== DETAILS OPGAVE ==
Vertaal alstublieft deze zin uit de uitspraak naar het Engels: "De Raad concludeerde dat er geen aanleiding was om het bestreden besluit te herzien en verklaarde het beroep ongegrond."

== AANGELEVERDE TEKST ==
○ ○ ○ ○
ECLI:NL:CRVB:2012:BX6108

Centrale Raad van Beroep

Datum uitspraak
30 augustus 2012
Publicatiedatum
5 april 2013
Zaaknummer
11-4095 WUBO
Instantie
Centrale Raad van Beroep
Type
Uitspraak
Rechtsgebied
Bestuursrecht; Socialezekerheidsrecht
Procedures
  • Eerste aanleg - enkelvoudig
Rechters
Vindplaatsen
  • Rechtspraak.nl
AI samenvatting door LexboostAutomatisch gegenereerd

Afwijzing verzoek om herziening van erkenning als burger-oorlogsslachtoffer op basis van onvoldoende nieuwe feiten

In deze zaak heeft appellant, A.J.J. van Ommen, beroep ingesteld tegen een besluit van de Pensioen en Uitkeringsraad, waarin zijn verzoek om erkenning als burger-oorlogsslachtoffer op basis van de Wet uitkeringen burger-oorlogsslachtoffers 1940-1945 (Wubo) werd afgewezen. De afwijzing was gebaseerd op het ontbreken van relevante nieuwe feiten of gegevens die de eerdere beslissing konden onderbouwen. Appellant, geboren in 1937 in het voormalige Nederlands-Indië, had eerder in 2000 een aanvraag ingediend die was afgewezen omdat er geen bevestiging was van zijn betrokkenheid bij beschietingen tijdens de Bersiap-periode.

Appellant heeft in de loop der jaren meerdere verzoeken tot herziening ingediend, maar telkens werd geconcludeerd dat er geen nieuwe feiten waren die de afwijzing konden rechtvaardigen. In zijn beroep verwees appellant naar een geanonimiseerd advies dat suggereerde dat de wijk waar hij woonde, betrokken was bij bombardementen, maar de Raad oordeelde dat deze informatie niet voldoende was om aan te nemen dat appellant zelf door oorlogsgeweld was getroffen.

De Centrale Raad van Beroep heeft de zaak beoordeeld en vastgesteld dat de door appellant aangedragen feiten niet nieuw waren en dat de eerdere afwijzing terecht was. De Raad concludeerde dat er geen aanleiding was om het bestreden besluit te herzien en verklaarde het beroep ongegrond. De uitspraak werd gedaan door A. Beuker-Tilstra, met M.R. Schuurman als griffier, en vond plaats op 30 augustus 2012.
○ ○ ○ ○
== OPGESOMDE REGELS ==
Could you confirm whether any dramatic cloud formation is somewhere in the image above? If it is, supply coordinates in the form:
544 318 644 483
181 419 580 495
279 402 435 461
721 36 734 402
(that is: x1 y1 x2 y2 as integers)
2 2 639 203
○ ○ ○ ○
== UITGEWERKTE OPLOSSING ==
The Board concluded that there was no reason to revise the contested decision and declared the appeal unfounded.